# [Activity]
Go over these records and count the lines with the string "below" in them; the count is all that should be returned.

Records from a collection:
_ _ _ _ _ _ _

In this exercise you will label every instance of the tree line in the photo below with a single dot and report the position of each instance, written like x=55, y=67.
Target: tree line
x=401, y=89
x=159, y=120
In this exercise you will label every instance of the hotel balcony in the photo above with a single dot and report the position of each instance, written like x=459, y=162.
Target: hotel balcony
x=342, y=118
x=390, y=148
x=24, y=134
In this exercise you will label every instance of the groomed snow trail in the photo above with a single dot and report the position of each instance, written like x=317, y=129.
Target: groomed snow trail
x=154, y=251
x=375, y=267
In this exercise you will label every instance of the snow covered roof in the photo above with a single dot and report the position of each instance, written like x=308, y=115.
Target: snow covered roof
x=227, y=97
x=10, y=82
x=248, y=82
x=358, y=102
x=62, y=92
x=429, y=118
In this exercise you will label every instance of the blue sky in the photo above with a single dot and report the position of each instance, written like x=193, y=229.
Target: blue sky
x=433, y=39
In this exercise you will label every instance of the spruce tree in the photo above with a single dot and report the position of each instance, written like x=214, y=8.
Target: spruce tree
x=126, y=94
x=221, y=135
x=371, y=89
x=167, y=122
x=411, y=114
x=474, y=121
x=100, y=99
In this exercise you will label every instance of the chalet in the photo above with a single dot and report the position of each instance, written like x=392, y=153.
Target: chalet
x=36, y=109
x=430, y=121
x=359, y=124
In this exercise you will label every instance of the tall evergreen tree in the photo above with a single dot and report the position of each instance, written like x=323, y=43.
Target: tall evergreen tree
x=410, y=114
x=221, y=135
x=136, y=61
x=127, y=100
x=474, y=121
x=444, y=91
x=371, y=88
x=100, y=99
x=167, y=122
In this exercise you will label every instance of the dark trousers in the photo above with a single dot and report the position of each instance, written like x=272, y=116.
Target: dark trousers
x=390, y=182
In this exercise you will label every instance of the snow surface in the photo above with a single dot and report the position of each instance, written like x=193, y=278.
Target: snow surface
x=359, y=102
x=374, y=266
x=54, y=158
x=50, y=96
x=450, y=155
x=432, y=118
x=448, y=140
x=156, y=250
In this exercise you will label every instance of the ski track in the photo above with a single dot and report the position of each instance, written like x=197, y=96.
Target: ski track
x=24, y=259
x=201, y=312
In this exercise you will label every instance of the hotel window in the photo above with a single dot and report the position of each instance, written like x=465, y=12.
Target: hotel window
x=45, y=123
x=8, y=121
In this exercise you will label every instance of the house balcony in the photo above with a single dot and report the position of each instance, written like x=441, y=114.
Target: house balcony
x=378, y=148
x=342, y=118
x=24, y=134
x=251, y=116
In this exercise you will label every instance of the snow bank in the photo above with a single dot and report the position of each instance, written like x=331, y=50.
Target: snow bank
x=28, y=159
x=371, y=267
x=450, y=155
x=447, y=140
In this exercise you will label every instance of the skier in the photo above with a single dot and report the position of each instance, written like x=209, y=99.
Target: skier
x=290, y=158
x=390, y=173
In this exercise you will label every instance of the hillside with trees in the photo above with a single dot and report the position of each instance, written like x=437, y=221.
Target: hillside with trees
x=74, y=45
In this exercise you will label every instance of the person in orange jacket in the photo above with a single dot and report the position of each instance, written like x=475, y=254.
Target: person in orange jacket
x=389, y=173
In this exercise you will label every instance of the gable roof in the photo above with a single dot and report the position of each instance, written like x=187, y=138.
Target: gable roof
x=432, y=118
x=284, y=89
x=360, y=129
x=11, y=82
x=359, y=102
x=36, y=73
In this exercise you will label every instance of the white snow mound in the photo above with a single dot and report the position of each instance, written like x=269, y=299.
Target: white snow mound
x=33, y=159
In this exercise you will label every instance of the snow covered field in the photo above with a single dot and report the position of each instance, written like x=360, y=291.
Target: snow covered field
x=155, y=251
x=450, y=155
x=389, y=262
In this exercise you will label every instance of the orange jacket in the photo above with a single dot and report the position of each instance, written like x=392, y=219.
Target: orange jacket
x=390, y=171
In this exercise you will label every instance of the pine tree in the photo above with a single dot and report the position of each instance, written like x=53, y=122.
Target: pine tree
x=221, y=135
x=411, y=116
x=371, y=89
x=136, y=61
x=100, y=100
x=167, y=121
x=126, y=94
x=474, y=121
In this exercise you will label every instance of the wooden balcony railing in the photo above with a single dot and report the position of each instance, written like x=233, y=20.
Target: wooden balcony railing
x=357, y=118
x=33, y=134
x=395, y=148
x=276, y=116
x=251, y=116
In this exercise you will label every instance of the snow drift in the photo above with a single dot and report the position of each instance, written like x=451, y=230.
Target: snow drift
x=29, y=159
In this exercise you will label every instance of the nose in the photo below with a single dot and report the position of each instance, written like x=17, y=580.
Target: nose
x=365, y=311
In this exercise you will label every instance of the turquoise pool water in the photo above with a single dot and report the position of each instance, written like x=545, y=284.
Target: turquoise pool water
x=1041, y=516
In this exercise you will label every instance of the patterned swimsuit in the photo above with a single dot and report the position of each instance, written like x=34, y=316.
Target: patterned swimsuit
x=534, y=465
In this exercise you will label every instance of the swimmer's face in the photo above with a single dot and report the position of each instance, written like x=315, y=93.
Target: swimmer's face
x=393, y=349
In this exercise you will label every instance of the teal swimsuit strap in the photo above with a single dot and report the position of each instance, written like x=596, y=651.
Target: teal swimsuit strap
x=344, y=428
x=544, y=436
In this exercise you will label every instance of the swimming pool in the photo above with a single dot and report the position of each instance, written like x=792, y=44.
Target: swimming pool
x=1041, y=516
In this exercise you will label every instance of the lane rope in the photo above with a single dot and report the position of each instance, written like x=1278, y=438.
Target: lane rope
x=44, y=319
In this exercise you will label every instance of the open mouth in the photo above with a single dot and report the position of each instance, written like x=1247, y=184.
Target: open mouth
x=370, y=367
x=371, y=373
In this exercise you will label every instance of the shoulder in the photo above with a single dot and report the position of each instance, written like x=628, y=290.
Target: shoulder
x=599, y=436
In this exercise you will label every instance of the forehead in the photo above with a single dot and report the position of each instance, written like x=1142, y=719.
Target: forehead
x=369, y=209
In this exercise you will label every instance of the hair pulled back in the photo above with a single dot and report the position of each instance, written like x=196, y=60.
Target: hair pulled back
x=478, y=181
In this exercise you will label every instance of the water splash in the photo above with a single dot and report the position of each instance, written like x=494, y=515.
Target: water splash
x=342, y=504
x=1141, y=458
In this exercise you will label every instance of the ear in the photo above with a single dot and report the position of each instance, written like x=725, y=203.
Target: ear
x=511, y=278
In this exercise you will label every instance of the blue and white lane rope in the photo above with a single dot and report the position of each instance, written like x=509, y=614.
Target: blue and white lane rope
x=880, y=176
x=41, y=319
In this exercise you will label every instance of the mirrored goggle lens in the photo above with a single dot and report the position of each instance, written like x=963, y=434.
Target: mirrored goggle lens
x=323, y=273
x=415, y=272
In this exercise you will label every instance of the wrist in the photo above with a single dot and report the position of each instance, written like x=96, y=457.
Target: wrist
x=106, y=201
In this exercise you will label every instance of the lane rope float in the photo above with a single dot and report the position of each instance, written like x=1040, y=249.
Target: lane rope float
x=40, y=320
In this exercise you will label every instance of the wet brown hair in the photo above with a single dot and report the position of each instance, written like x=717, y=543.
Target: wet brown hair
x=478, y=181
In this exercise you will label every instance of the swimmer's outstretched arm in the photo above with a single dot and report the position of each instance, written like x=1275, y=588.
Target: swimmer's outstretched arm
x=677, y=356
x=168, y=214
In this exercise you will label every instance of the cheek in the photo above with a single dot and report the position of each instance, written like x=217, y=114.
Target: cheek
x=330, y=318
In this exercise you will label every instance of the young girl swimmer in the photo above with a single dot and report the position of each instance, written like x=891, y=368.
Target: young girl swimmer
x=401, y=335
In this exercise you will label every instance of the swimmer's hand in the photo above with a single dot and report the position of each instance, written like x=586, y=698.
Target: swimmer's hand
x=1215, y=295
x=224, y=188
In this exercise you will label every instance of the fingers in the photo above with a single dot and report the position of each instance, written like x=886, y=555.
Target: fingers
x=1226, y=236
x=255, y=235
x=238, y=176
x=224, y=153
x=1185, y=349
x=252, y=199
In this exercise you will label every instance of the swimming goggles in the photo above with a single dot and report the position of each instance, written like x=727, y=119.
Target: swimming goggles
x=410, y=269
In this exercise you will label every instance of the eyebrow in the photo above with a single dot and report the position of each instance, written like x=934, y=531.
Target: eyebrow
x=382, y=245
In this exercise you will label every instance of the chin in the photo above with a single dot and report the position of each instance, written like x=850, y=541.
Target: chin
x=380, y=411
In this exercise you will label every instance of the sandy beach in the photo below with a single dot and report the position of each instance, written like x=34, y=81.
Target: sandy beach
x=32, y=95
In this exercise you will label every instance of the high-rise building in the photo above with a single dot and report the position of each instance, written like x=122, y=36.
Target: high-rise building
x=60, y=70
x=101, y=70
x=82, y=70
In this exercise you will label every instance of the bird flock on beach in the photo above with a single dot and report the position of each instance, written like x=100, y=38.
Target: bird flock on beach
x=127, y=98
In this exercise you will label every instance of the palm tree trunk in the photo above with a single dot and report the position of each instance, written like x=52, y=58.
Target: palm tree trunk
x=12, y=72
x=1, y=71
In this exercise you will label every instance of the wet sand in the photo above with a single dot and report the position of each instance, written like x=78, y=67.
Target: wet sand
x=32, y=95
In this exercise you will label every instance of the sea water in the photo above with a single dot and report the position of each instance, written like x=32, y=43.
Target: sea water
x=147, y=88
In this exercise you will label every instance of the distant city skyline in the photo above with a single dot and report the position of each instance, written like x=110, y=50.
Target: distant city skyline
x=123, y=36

_ _ _ _ _ _ _

# [Output of the exercise]
3